- [Stated goal]
In the listing below, edit the lines from the one containing "bun with a point." through the end of the listing, inclusive, replacing "jacket" with "coat" and leaving everything else unchanged. Reproduce only those lines.
____
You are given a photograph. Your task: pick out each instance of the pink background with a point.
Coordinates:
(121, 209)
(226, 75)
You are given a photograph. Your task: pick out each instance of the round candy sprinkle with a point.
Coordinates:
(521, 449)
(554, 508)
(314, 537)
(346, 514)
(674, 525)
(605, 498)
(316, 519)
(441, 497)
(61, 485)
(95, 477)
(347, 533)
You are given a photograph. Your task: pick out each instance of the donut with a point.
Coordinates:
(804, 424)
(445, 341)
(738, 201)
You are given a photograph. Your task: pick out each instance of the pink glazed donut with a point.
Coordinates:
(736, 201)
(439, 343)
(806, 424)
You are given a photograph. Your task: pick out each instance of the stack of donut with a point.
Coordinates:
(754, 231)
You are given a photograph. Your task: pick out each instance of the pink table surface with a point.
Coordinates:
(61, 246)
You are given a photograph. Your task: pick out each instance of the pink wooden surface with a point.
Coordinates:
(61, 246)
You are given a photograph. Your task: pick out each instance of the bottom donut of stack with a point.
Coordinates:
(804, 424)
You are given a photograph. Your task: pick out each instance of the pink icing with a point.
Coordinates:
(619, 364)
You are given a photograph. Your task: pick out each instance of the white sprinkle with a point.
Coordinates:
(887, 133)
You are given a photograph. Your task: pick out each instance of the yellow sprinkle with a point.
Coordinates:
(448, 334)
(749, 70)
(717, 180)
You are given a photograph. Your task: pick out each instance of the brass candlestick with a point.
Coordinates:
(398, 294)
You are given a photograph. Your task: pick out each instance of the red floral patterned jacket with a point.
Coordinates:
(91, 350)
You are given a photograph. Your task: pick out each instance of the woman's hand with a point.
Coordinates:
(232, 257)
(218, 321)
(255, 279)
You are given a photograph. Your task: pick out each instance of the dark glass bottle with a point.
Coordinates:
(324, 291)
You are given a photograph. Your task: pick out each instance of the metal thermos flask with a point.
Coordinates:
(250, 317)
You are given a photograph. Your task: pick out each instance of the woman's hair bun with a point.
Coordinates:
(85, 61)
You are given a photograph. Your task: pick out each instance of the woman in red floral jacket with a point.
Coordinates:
____
- [The reply]
You are given a photograph. Your task: pick out each instance of the woman's hair bun with a point.
Coordinates:
(85, 61)
You are given a photograph. Your task: pick out each instance of the woman in red floral coat with a point.
Coordinates:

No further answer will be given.